BEGIN Exercise materials

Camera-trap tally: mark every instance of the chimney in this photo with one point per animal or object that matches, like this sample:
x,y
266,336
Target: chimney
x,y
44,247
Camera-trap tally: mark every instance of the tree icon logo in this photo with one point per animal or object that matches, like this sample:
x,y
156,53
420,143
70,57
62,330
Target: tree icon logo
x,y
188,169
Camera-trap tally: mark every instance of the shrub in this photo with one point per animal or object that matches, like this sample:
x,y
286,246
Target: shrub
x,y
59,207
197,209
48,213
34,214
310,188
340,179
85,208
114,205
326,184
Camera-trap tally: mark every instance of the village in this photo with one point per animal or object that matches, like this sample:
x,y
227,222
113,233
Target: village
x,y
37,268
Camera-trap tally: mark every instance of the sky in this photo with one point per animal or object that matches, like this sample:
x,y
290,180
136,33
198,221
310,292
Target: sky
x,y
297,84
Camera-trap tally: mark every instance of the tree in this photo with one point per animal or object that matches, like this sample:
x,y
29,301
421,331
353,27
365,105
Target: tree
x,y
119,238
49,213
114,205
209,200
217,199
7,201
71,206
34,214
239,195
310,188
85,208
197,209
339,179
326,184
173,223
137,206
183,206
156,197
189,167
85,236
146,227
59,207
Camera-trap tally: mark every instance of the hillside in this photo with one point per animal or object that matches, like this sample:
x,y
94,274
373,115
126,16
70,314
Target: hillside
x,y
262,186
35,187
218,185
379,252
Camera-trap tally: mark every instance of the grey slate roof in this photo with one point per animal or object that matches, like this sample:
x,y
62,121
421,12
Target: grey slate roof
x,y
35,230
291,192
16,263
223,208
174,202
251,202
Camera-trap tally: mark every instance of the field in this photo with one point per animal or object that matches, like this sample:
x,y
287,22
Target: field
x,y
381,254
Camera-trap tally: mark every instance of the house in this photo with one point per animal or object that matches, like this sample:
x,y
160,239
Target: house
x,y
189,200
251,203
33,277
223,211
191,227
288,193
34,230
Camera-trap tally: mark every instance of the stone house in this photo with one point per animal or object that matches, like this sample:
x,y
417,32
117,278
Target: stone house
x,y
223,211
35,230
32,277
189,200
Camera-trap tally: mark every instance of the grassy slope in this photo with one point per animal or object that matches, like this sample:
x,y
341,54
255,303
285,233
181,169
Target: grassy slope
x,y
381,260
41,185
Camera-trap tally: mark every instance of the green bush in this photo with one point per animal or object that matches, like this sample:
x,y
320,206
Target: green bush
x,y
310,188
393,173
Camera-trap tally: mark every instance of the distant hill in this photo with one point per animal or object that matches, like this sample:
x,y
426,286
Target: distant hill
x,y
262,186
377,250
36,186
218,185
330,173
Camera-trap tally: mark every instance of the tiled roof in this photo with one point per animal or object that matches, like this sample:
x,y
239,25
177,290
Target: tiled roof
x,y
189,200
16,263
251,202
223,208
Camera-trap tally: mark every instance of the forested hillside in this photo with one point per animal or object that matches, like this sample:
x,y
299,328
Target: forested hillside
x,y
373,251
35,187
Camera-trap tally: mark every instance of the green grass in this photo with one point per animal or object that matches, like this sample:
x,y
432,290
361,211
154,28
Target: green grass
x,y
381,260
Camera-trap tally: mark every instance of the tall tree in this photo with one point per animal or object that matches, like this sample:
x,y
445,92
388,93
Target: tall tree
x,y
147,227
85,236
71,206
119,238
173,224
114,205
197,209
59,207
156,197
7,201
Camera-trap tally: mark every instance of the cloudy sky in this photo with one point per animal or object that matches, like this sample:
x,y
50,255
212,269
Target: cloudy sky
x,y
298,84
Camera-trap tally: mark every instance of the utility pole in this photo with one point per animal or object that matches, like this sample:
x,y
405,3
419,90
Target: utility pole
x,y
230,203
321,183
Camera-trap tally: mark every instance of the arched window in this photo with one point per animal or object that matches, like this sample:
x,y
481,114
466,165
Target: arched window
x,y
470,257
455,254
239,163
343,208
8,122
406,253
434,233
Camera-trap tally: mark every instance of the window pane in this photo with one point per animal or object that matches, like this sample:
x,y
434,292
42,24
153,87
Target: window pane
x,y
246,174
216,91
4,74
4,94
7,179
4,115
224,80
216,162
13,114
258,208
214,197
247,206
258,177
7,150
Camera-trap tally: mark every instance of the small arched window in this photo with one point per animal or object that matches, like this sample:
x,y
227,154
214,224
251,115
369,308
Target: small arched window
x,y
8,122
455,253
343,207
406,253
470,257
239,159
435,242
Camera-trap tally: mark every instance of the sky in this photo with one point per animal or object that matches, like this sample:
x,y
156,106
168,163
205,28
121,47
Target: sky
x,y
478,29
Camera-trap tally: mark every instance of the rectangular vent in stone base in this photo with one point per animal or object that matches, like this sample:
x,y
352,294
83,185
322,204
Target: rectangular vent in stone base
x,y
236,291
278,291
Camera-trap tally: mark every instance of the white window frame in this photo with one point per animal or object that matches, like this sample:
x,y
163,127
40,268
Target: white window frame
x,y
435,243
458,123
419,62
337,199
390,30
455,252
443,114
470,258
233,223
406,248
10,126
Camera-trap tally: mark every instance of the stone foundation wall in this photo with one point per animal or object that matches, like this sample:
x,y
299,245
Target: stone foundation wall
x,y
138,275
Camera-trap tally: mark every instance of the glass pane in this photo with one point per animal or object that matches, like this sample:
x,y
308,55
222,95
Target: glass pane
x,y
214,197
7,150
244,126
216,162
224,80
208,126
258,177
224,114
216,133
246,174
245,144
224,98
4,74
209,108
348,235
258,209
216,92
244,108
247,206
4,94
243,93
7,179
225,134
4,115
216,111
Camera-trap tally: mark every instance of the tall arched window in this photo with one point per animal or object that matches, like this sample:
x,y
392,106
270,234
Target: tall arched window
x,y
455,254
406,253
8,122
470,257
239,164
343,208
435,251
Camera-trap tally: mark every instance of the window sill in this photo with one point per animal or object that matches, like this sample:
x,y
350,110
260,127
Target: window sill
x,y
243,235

END Exercise materials

Assignment = Give the data back in full, matching it character for character.

Your solution =
Camera-trap tally: mark every instance of the chimney in this photo with one point per animal or object that matches, like this sample:
x,y
266,336
Target: chimney
x,y
44,247
Camera-trap tally: mark every instance of the tree icon logo in this photo with one point per animal or object that matches, like this sample:
x,y
156,53
420,143
70,57
62,330
Target: tree icon logo
x,y
188,169
Camera-trap tally: mark every instance of the shrub in this photo with one point per animal or object that matches, like this sample:
x,y
286,246
Target: shrub
x,y
59,207
197,209
48,213
34,214
310,188
340,179
85,208
114,205
326,184
Camera-trap tally: mark every instance of the village in this photo with one point per animal or object that matches, like this sample:
x,y
227,222
113,233
Target: village
x,y
37,268
Camera-trap tally: mark every instance of the sky in this photo with one point per animal or object that matches, like this sample:
x,y
290,180
136,33
198,221
310,292
Target: sky
x,y
297,84
Camera-trap tally: mark every instance of the tree in this photo with one point per animal or object that matches, like this sample:
x,y
29,301
421,331
353,27
365,105
Target: tree
x,y
119,238
49,213
114,205
209,200
217,199
7,201
71,206
34,214
239,195
310,188
85,208
197,209
339,179
326,184
173,223
137,206
183,206
156,197
189,167
85,236
146,227
59,207
Camera-trap tally: mark every instance of the hillside in this photo with one point per animal or object that matches, like this sample:
x,y
94,274
373,115
126,16
70,314
Target: hillside
x,y
262,186
35,187
218,185
379,252
Camera-trap tally: mark every instance of the grey slate roof in this photo with one point per animal or object that matches, like this sample:
x,y
62,121
421,12
Target: grey slate roof
x,y
35,230
291,192
16,263
223,208
174,202
251,202
Camera-trap tally: mark every instance of the field in this photo with one point per animal or object that matches, like this sample:
x,y
287,22
Target: field
x,y
381,254
Camera-trap tally: mark every instance of the house in this photo with one point per animal or object that matches, like this sample:
x,y
160,239
Target: house
x,y
189,200
251,203
33,277
223,211
191,227
288,193
34,230
Camera-trap tally: mark every instance of the stone house in this photo with one point per animal or object that matches, like this sample:
x,y
417,32
117,278
Target: stone house
x,y
223,211
35,230
32,277
189,200
Camera-trap tally: mark every instance of the grassy slope in this photo with one point per animal or object that matches, like this sample:
x,y
341,54
255,303
285,233
181,169
Target: grassy slope
x,y
381,260
41,185
Camera-trap tally: mark every instance of the green bush in this photo with one point per animal or object that matches, like this sample:
x,y
320,206
Target: green bush
x,y
310,188
393,173
Camera-trap tally: mark every instance of the distant hill in this photo with one point per animal or object that matches, like this sample:
x,y
426,286
Target: distant hill
x,y
262,186
377,250
36,186
218,185
330,173
Camera-trap tally: mark every instance of the tiled roof in this photo with one point per animal or object that matches, like this sample:
x,y
239,25
177,290
Target: tiled roof
x,y
189,200
16,263
251,202
223,208
Camera-trap tally: mark every instance of the forested hillside in this photo with one point per animal or object that matches, like this sample:
x,y
299,328
Target: forested hillside
x,y
373,251
35,187
Camera-trap tally: mark every instance of the green grass in this photo with one point per animal or object that matches, like this sample:
x,y
432,290
361,211
154,28
Target: green grass
x,y
381,260
Camera-trap tally: mark every instance of the tall tree in this photo with one point per animal or object that matches, like this sample:
x,y
445,92
388,93
Target: tall tree
x,y
147,227
85,236
71,206
119,238
173,224
114,205
197,209
59,207
156,197
7,201
Camera-trap tally: mark every instance of the cloudy sky in this photo with one point per animal or object that matches, like this sample:
x,y
50,255
212,269
Target: cloudy sky
x,y
298,84
Camera-trap tally: mark every instance of the utility pole in this photo with one point per animal or object that matches, like this sample:
x,y
405,3
419,90
Target: utility pole
x,y
230,203
321,183
Camera-trap tally: mark every instance of the arched window in this photo with one point per animal or object that matches, like this sample:
x,y
481,114
466,165
Target: arched window
x,y
470,257
455,254
239,163
343,208
8,122
406,253
434,233
Camera-trap tally: mark every instance of the window pane in this photo with one point per animal or object that matches, like this sample:
x,y
434,292
42,24
153,87
Target: window pane
x,y
246,174
216,91
4,74
4,94
7,179
4,115
224,80
216,162
13,114
258,208
214,197
247,206
258,177
7,150
Camera-trap tally: mark every instance of the small arched window in this photo with one point per animal or object that matches, like this sample:
x,y
227,154
214,224
251,115
369,308
Target: small arched window
x,y
8,122
455,253
343,207
406,253
470,257
239,159
435,242
Camera-trap tally: mark every instance of the sky in this photo with one point per animal or object that matches, like this sample:
x,y
156,106
168,163
205,28
121,47
Target: sky
x,y
478,29
Camera-trap tally: mark every instance of the rectangular vent in stone base in this photo with one point per animal or object that matches, like this sample:
x,y
352,294
83,185
322,204
Target: rectangular vent in stone base
x,y
236,291
278,291
Camera-trap tally: mark every instance of the white window frame in this photo with one point per animal or object that matches, like this sample:
x,y
163,127
40,268
Target: white window frame
x,y
435,243
458,123
419,62
337,199
390,30
455,252
443,114
470,258
233,223
406,248
10,126
Camera-trap tally: mark every instance of the stone foundation wall in this photo with one point per animal or object that matches, like this sample:
x,y
299,245
Target: stone foundation wall
x,y
138,275
Camera-trap tally: mark every instance of the glass pane in this photo with one point per animal or object that matches, like this sample:
x,y
308,55
222,95
Target: glass pane
x,y
214,197
7,150
244,126
216,162
224,80
208,126
258,177
224,114
216,133
246,174
245,144
224,98
4,74
209,108
348,235
258,209
216,92
244,108
247,206
4,94
243,93
7,179
225,134
4,115
216,111
Camera-trap tally: mark every instance of the tall arched window in this photo with one point per animal or object that matches, like this sample:
x,y
392,106
270,234
Target: tall arched window
x,y
455,254
406,253
8,122
470,257
239,164
343,208
435,251
Camera-trap tally: mark every instance of the window sill in this photo with one point per animal or object that matches, like this sample:
x,y
350,110
260,127
Target: window sill
x,y
243,235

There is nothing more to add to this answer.